## YOUR ASSIGNMENT
Reproduce the text of the court ruling article word for word, everything from "Ms Bell, who" down to "outside the court.".

## EXTRACTED TEXT
-- Opening Marker --
London court ruling casts doubt on puberty blockers for under-16s

Keira Bell had taken case against the Tavistock, a youth gender identity clinic

A British court on Tuesday cast serious doubt on whether under-16s will continue to be able to take puberty-blocking drugs in a landmark trial that has fuelled global debate about the age at which a child can choose to transition gender.

In a ruling at Britain’s royal courts of justice, the presiding judge Ms Victoria Sharp ruled that it was “highly unlikely” that a child of 13 or under “would be competent to give consent to the administration of puberty blockers”.

Ms Sharp, sitting with Lord Justice Lewis and Mrs Justice Lieven, added it was “doubtful” that 14- and 15-year olds would be able to understand and “weigh the long-term risks and consequences” of taking puberty blockers.

The ruling marked a partial victory for Keira Bell (23), who took puberty blockers at 16, in her case against the Tavistock & Portman NHS Foundation Trust, which runs England's only youth gender identity clinic.


Ms Bell, who “detransitioned” in her early 20s and now lives as a woman, fears the treatment may have damaged her ability to have children. She had argued for puberty blockers to only be prescribed with a court order for under-18s, which the court’s ruling stopped short of confirming.

She welcomed Tuesday’s ruling.

“I’m delighted at the judgment of the court today, a judgment that will protect vulnerable people. I wish it had been made for me before I embarked on the devastating experiment of puberty blockers,” she told reporters outside the court.

Her lawyer Paul Conrathe said the decision "opens the floodgates for expensive clinical negligence claims" and called on the UK government to launch a public inquiry.

“It is also a damning indictment of clinical practice at the Tavistock,” he added in a statement.

A spokesperson for the Tavistock and Portman NHS Foundation Trust said it was disappointed with the judgment, but pledged to appeal in a case likely to end up before the supreme court.

“We understand that the outcome is likely to cause anxiety for patients and their families,” the trust said in a statement.

The case comes as increasing numbers of adolescents globally seek to change gender, dividing those who fear doctors are too hasty in prescribing puberty blockers and cross-sex hormones and those worried about access to medication they deem life-saving.

Courts and lawmakers from Canada and the United States to Mexico and Brazil are having to answer questions about parental rights and the age at which someone can make medical decisions.

Child referrals

The case at the Royal Courts of Justice has become a lightning rod for concerns about a nearly 30-fold rise in child referrals to the clinic in the past decade, to 2,560 last year.

The World Professional Association for Transgender Health, a global body of doctors specialised in treating trans people, says puberty blockers may prevent the negative mental impact of gender dysphoria in puberty. It described them as “fully reversible” but acknowledged concerns about possible impacts on bone development and height.

“The judgment today was a betrayal, a betrayal of trans children across the country,” said Lui Asquith, the legal policy director of Mermaids, a charity that supports trans children and their families.

“We at Mermaids see every single day the life-saving effect that hormone blockers can have.”
-- Closing Marker --
[Collected data entries]
-- Opening Marker --
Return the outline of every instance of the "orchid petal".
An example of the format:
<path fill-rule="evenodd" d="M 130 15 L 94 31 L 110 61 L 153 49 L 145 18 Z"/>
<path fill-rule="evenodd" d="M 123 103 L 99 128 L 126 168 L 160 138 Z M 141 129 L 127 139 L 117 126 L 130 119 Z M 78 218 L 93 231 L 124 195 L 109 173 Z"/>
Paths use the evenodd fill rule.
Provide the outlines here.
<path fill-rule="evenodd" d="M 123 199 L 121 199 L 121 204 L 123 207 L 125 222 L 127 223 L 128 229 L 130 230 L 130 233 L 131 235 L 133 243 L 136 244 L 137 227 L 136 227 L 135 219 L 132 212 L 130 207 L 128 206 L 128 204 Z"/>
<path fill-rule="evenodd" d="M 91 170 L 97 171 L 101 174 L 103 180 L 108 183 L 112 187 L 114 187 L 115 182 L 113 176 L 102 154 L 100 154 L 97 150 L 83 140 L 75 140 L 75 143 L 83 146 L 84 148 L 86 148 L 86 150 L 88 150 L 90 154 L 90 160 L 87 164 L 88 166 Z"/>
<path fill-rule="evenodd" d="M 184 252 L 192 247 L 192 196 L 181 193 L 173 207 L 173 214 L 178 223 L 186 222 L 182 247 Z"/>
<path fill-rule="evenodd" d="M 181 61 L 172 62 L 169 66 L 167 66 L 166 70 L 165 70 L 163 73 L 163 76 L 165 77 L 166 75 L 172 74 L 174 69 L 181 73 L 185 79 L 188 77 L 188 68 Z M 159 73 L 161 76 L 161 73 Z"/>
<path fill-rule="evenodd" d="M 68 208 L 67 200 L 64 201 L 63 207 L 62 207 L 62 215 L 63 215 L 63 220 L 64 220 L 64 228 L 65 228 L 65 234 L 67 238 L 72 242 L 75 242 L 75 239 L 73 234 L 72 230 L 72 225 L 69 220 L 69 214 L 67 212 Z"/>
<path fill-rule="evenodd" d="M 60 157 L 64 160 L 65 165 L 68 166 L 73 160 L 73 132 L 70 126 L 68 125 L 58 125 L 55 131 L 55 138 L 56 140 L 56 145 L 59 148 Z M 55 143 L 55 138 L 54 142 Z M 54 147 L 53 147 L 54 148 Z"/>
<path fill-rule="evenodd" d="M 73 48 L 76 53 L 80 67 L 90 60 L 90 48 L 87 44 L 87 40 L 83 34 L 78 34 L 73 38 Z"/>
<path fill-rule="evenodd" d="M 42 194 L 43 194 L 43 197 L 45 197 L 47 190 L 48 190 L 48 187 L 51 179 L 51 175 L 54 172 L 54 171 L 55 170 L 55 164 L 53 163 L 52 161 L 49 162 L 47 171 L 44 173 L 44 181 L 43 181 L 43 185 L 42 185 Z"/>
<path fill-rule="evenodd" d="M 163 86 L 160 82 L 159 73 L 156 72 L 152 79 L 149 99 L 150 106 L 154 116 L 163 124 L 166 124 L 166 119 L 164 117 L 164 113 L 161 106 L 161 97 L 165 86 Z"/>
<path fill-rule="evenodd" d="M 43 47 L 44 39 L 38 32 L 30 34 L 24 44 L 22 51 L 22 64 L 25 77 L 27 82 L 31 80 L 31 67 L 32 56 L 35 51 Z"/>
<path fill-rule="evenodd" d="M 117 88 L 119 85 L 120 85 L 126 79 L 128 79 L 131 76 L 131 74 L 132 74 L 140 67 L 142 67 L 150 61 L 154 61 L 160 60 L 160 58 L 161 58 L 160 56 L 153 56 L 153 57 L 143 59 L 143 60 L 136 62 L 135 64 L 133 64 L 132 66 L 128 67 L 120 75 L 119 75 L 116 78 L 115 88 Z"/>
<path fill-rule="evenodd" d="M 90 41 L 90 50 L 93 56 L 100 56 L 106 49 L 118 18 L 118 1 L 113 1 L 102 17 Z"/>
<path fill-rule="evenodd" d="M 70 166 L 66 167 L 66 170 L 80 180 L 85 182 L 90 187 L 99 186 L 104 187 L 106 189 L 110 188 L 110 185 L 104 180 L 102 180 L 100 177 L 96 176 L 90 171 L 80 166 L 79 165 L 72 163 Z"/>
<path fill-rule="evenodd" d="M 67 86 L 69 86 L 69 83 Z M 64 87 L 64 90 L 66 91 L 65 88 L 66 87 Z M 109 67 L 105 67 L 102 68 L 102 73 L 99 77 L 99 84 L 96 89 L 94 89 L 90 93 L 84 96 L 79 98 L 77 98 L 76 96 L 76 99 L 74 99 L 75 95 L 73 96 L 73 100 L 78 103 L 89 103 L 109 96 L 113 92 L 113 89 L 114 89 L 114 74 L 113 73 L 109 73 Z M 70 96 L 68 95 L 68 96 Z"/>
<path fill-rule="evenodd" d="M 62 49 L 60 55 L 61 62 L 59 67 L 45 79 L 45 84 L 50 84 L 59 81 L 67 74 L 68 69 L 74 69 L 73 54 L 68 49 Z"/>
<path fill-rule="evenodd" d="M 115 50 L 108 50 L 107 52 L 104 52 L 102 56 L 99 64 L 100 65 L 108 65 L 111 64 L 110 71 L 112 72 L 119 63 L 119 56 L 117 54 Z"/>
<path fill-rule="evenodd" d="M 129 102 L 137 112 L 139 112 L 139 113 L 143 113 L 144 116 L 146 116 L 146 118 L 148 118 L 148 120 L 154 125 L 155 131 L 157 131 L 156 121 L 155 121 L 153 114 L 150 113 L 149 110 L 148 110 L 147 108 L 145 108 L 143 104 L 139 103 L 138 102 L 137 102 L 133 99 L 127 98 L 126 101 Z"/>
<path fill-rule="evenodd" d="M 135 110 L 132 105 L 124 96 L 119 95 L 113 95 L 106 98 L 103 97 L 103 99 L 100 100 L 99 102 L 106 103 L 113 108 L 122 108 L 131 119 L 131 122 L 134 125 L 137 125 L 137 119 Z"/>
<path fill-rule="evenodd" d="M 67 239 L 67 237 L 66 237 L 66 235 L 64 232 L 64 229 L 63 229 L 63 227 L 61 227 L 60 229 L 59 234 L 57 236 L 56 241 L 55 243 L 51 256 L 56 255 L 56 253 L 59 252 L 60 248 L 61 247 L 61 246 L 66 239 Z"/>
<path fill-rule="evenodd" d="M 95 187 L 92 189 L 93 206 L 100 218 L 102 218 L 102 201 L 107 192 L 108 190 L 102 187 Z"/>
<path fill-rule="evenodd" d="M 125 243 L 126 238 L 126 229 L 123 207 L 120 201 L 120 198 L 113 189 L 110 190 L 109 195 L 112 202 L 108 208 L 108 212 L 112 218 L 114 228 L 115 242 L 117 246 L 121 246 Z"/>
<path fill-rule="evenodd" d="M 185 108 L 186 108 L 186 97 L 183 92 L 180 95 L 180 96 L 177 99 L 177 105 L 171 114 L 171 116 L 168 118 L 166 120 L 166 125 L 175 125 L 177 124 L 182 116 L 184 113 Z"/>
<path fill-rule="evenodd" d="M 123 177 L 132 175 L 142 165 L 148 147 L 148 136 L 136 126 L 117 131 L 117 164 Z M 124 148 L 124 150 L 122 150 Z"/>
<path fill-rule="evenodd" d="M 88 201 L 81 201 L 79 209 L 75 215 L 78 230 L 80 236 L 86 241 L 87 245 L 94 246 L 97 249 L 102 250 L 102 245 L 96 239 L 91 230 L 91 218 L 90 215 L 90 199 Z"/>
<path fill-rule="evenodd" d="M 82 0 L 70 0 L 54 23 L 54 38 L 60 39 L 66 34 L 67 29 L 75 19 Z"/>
-- Closing Marker --
## OUTPUT FOR THIS EXERCISE
Ms Bell, who “detransitioned” in her early 20s and now lives as a woman, fears the treatment may have damaged her ability to have children. She had argued for puberty blockers to only be prescribed with a court order for under-18s, which the court’s ruling stopped short of confirming.

She welcomed Tuesday’s ruling.

“I’m delighted at the judgment of the court today, a judgment that will protect vulnerable people. I wish it had been made for me before I embarked on the devastating experiment of puberty blockers,” she told reporters outside the court.